- Entries from a dataset:
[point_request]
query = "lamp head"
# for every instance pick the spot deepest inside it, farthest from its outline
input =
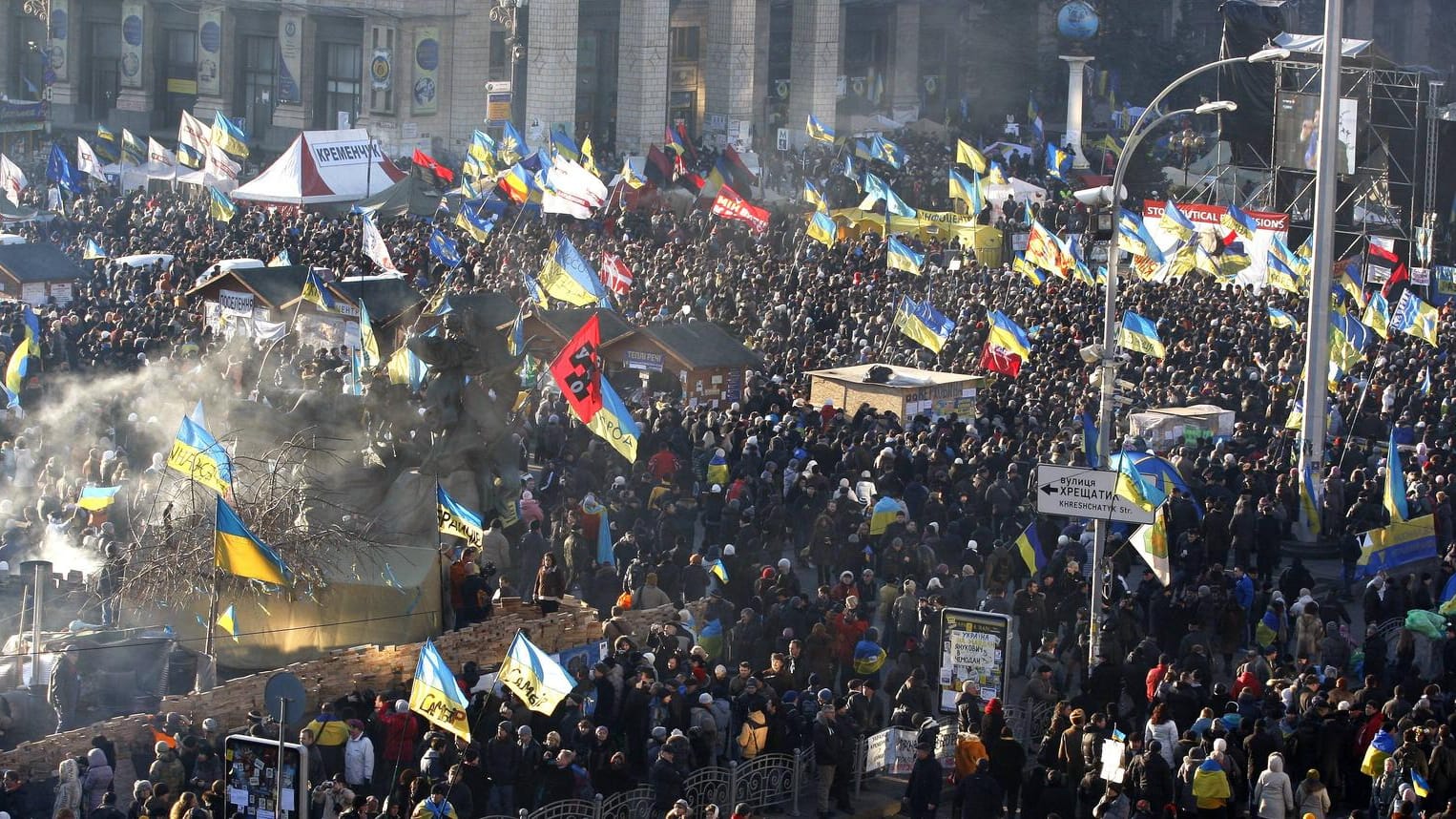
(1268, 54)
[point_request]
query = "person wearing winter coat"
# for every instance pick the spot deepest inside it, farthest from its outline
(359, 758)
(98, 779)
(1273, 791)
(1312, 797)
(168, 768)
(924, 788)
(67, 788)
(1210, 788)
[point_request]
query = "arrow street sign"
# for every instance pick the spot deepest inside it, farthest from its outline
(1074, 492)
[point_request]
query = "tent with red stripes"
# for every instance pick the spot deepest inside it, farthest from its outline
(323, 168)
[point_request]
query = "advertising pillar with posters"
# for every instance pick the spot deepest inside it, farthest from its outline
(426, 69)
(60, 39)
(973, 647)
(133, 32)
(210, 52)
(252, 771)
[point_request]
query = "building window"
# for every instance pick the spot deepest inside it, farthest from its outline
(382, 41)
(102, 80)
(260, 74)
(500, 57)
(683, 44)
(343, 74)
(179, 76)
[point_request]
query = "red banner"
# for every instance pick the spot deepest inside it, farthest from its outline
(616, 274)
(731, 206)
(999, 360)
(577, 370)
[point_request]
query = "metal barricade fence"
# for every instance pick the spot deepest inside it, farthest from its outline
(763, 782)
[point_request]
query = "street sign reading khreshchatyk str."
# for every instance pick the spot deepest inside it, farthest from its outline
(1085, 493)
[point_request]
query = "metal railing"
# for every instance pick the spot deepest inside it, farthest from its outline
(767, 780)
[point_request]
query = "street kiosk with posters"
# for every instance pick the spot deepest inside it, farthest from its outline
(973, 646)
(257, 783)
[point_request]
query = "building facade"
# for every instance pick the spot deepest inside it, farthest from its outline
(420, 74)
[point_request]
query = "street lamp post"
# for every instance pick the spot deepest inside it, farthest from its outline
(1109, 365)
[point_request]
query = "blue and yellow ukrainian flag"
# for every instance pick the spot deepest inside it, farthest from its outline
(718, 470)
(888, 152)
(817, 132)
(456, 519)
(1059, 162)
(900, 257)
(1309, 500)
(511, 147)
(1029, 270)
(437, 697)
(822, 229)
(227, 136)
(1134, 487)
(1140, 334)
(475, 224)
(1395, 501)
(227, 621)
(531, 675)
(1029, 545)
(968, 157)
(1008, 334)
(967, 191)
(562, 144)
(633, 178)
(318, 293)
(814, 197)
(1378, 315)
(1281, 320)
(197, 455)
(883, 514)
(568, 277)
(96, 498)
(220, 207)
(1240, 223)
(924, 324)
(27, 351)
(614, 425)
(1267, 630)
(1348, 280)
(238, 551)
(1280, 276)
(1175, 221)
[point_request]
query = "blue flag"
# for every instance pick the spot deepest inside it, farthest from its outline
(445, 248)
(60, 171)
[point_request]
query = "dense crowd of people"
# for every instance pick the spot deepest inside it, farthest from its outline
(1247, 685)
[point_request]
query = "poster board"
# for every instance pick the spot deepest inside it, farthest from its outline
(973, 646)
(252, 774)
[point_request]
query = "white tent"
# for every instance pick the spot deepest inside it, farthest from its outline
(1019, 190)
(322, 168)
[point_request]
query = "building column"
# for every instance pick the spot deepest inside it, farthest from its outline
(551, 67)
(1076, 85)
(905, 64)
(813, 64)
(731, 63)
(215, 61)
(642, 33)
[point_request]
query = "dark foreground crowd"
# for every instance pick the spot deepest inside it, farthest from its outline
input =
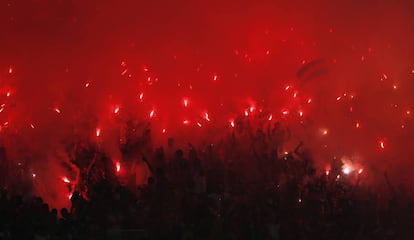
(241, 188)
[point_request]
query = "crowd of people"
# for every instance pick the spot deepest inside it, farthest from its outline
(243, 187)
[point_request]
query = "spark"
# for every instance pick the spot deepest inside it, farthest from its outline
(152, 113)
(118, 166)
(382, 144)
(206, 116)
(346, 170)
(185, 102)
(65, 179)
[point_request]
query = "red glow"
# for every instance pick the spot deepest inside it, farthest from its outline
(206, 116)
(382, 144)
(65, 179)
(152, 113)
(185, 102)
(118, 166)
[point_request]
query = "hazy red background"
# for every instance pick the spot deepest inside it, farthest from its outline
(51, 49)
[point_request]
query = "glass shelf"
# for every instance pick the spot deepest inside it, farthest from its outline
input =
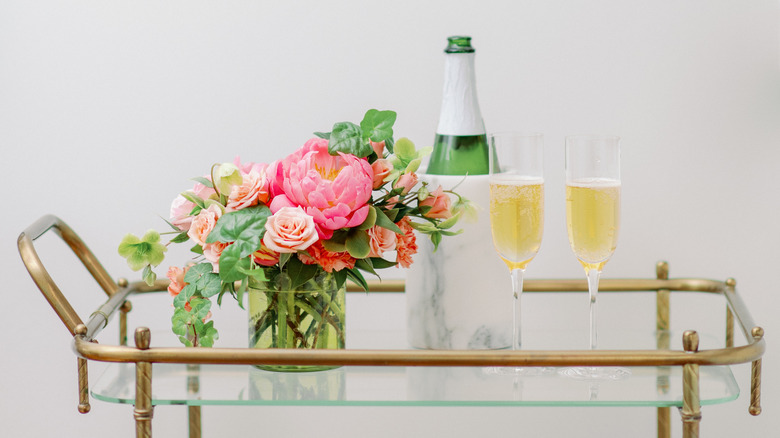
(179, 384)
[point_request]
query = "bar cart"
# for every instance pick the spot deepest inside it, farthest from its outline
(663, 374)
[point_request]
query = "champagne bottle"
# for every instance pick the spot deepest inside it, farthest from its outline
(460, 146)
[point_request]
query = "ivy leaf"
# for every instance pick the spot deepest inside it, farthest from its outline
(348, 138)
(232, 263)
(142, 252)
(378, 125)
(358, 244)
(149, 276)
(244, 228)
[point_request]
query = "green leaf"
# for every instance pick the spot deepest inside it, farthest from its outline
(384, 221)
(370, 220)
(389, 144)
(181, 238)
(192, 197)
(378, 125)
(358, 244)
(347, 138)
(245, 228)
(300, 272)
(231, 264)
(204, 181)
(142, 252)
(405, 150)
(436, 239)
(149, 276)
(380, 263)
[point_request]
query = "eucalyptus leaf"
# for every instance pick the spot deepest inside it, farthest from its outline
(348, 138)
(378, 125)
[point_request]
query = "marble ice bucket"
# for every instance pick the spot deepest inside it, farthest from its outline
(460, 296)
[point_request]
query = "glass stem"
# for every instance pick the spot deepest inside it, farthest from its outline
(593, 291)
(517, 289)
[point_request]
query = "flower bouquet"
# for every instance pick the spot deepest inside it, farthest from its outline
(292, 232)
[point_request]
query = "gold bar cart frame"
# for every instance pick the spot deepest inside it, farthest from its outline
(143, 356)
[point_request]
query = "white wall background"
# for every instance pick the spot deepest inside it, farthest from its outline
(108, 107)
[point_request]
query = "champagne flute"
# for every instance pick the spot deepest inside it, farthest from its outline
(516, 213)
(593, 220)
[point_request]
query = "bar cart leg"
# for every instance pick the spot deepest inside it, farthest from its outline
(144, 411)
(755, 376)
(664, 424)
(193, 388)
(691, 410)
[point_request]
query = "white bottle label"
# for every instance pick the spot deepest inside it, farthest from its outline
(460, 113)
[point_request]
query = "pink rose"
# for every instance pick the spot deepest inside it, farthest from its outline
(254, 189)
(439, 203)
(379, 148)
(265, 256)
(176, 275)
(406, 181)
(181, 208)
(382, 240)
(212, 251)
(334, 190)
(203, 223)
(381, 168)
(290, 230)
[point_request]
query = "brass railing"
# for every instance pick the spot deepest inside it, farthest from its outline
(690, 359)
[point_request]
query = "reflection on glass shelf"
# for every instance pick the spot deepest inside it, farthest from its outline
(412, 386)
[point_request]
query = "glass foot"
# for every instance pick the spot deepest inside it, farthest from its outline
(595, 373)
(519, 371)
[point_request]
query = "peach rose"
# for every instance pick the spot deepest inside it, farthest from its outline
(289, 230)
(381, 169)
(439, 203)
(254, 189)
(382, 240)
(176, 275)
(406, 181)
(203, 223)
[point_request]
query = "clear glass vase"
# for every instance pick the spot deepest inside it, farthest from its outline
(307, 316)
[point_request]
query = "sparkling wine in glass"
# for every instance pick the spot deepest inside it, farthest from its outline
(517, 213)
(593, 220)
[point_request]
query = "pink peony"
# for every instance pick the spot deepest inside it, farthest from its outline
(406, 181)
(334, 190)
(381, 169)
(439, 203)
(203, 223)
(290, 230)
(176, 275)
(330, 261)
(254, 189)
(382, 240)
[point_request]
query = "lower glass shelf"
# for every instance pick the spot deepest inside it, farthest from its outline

- TASK DIRECTIONS:
Copy out every one of the lines above, word for word, omitting the pictures.

- THE ANSWER:
[point_request]
query = "lamp head"
# for every instance pick the spot deepest inside it, farthest from its outline
input =
(1268, 54)
[point_request]
query = "person wearing winter coat"
# for every instance pick the spot deepest inside it, farthest from its outline
(359, 758)
(98, 779)
(1273, 791)
(1312, 797)
(168, 768)
(924, 788)
(67, 788)
(1210, 788)
[point_request]
query = "arrow street sign"
# for every instance pick the spot deepest inside it, farthest from its outline
(1074, 492)
[point_request]
query = "tent with red stripes"
# for every instance pick the spot deepest inside it, farthest from its outline
(323, 168)
[point_request]
query = "advertising pillar with posters"
# for every instance pick the spot deepest inside it, farthest from its outline
(426, 69)
(60, 39)
(973, 647)
(133, 32)
(210, 52)
(252, 771)
[point_request]
query = "building window"
# for every instance pick the spot deepest inside it, farthest from its outline
(382, 41)
(102, 80)
(260, 74)
(500, 57)
(683, 44)
(343, 74)
(179, 76)
[point_request]
query = "red banner"
# for every instance pick the spot deepest inside it, farthest from its outline
(616, 274)
(731, 206)
(999, 360)
(577, 370)
[point_request]
query = "metal barricade fence"
# for every instance pick the spot deepest inside it, farthest from its outline
(763, 782)
[point_request]
query = "street sign reading khreshchatyk str."
# for every instance pick the spot deepest inside it, farthest from its outline
(1085, 493)
[point_request]
query = "metal railing"
# for every instance pick the spot deepest inside it, farthest from its outline
(767, 780)
[point_request]
query = "street kiosk with posters"
# for every instance pick the spot deepest inside it, farthest from its outline
(973, 646)
(257, 783)
[point_request]
query = "building facade"
# for every instance pick the spot deepest inside it, farthest from its outline
(420, 74)
[point_request]
query = "street lamp post"
# for every instance pick the spot deepest inside it, farthest from its outline
(1109, 365)
[point_request]
query = "blue and yellow ukrainian flag"
# for every instance pick the spot deepest inside it, farthest from its outline
(718, 470)
(888, 152)
(817, 132)
(456, 519)
(1059, 162)
(900, 257)
(1309, 500)
(511, 147)
(1029, 270)
(437, 697)
(822, 229)
(227, 136)
(1134, 487)
(1140, 334)
(475, 224)
(1395, 501)
(227, 621)
(531, 675)
(1029, 545)
(968, 157)
(1008, 334)
(967, 191)
(562, 144)
(633, 178)
(318, 293)
(814, 197)
(1378, 315)
(1281, 320)
(197, 455)
(883, 514)
(568, 277)
(96, 498)
(220, 207)
(1240, 223)
(924, 324)
(27, 351)
(614, 425)
(1267, 630)
(1348, 280)
(238, 551)
(1280, 276)
(1175, 221)
[point_request]
query = "blue flag"
# for every instance pick the spot deepest inside it, farthest from its outline
(445, 248)
(60, 171)
[point_request]
query = "dense crowd of people"
# for every instance pick the spot deepest inside it, farthest from its outline
(1247, 685)
[point_request]
query = "poster board"
# for every instance pick the spot deepest inside it, farthest from its outline
(973, 646)
(252, 774)
[point_request]
query = "white tent"
# for every instance pick the spot deepest inside it, farthest from its outline
(1019, 190)
(322, 168)
[point_request]
query = "building column"
# for every instance pick the spot deepest inside it, farthest from its outline
(551, 67)
(1076, 85)
(905, 64)
(813, 64)
(731, 63)
(215, 61)
(642, 33)
[point_request]
query = "dark foreground crowd"
# for every instance pick the spot deepest inside it, farthest from its outline
input =
(241, 188)
[point_request]
query = "crowd of people"
# for every instance pick the spot deepest inside it, farthest from its outline
(243, 187)
[point_request]
query = "spark"
# for every instance pick the spot deepest inside it, farthest from its outline
(152, 113)
(118, 166)
(382, 144)
(206, 116)
(346, 170)
(185, 102)
(65, 179)
[point_request]
query = "red glow"
# for every instance pick the spot deepest inside it, farthest from its outline
(206, 116)
(382, 144)
(65, 179)
(152, 113)
(185, 102)
(118, 166)
[point_request]
query = "hazy red background"
# for every instance pick the spot deepest inside it, farthest from its outline
(51, 49)
[point_request]
query = "glass shelf"
# for every instance pick the spot deepest inside it, farthest from its outline
input =
(179, 384)
[point_request]
query = "bar cart"
# for every instance pick the spot deepest inside it, farthest from its outline
(663, 374)
[point_request]
query = "champagne bottle"
# for every instance pick the spot deepest inside it, farthest from its outline
(460, 146)
[point_request]
query = "ivy leaf"
# for every instance pick the spot deepest inside it, farthest from its outline
(348, 138)
(232, 263)
(142, 252)
(378, 125)
(358, 244)
(149, 276)
(244, 228)
[point_request]
query = "green leaf"
# for every instance pick the spot deepest inside it, farthest from its outline
(384, 221)
(370, 220)
(389, 144)
(181, 238)
(192, 197)
(378, 125)
(358, 244)
(347, 138)
(245, 228)
(300, 272)
(231, 264)
(204, 181)
(142, 252)
(405, 150)
(436, 239)
(149, 276)
(380, 263)
[point_request]
query = "eucalyptus leaf"
# for every instance pick the spot deepest inside it, farthest from its outline
(348, 138)
(378, 125)
[point_request]
query = "marble ice bucket"
# for every instance pick the spot deepest inside it, farthest from its outline
(460, 296)
[point_request]
query = "glass stem"
# for every instance pick the spot deepest inside it, farthest from its outline
(593, 291)
(517, 289)
[point_request]
query = "flower bouquet"
# for every instance pick the spot deepest inside it, farthest from its outline
(292, 232)
[point_request]
query = "gold bar cart frame"
# for every instance pick the spot deepest inside it, farthest from its outline
(143, 356)
[point_request]
query = "white wall background"
# for every instance pick the spot deepest inside it, farthest from its outline
(108, 107)
[point_request]
query = "champagne flute"
# for every instance pick the spot deepest inside it, farthest from its outline
(516, 213)
(593, 220)
[point_request]
query = "bar cart leg"
# for every instance pick the spot deepest inside it, farthest from its outline
(144, 411)
(755, 376)
(664, 424)
(193, 388)
(691, 410)
[point_request]
query = "white bottle label"
# for every instance pick the spot deepest inside it, farthest from its outline
(460, 113)
[point_request]
query = "pink rose"
# for every instance pick the spot deepest inside it, farthest from its outline
(254, 189)
(439, 203)
(379, 148)
(265, 256)
(176, 275)
(406, 181)
(181, 208)
(382, 240)
(212, 251)
(334, 190)
(203, 223)
(381, 168)
(290, 230)
[point_request]
query = "brass railing"
# for every instance pick the spot deepest inside it, farthest from its outline
(690, 359)
[point_request]
query = "reflection on glass shelf"
# for every instance pick the spot deepest inside it, farthest from its outline
(412, 386)
[point_request]
query = "glass foot"
# for every instance pick the spot deepest inside it, farthest from its outline
(595, 373)
(519, 371)
[point_request]
query = "peach rose"
# for every instance pick the spot deepest inside it, farthest from its outline
(289, 230)
(381, 169)
(439, 203)
(254, 189)
(382, 240)
(176, 275)
(406, 181)
(203, 223)
[point_request]
query = "clear glass vase"
# for every instance pick the spot deepest inside it, farthest from its outline
(307, 316)
[point_request]
query = "sparkling wine in glass"
# for every instance pick the spot deepest inside it, farthest from its outline
(517, 213)
(593, 220)
[point_request]
query = "pink peony"
# for every instance pick the spot deepest inside it, farthest from its outline
(406, 181)
(334, 190)
(381, 169)
(439, 203)
(203, 223)
(290, 230)
(176, 275)
(330, 261)
(254, 189)
(382, 240)
[point_request]
query = "lower glass shelf"
# for every instance pick the spot deepest inside it, farthest from its outline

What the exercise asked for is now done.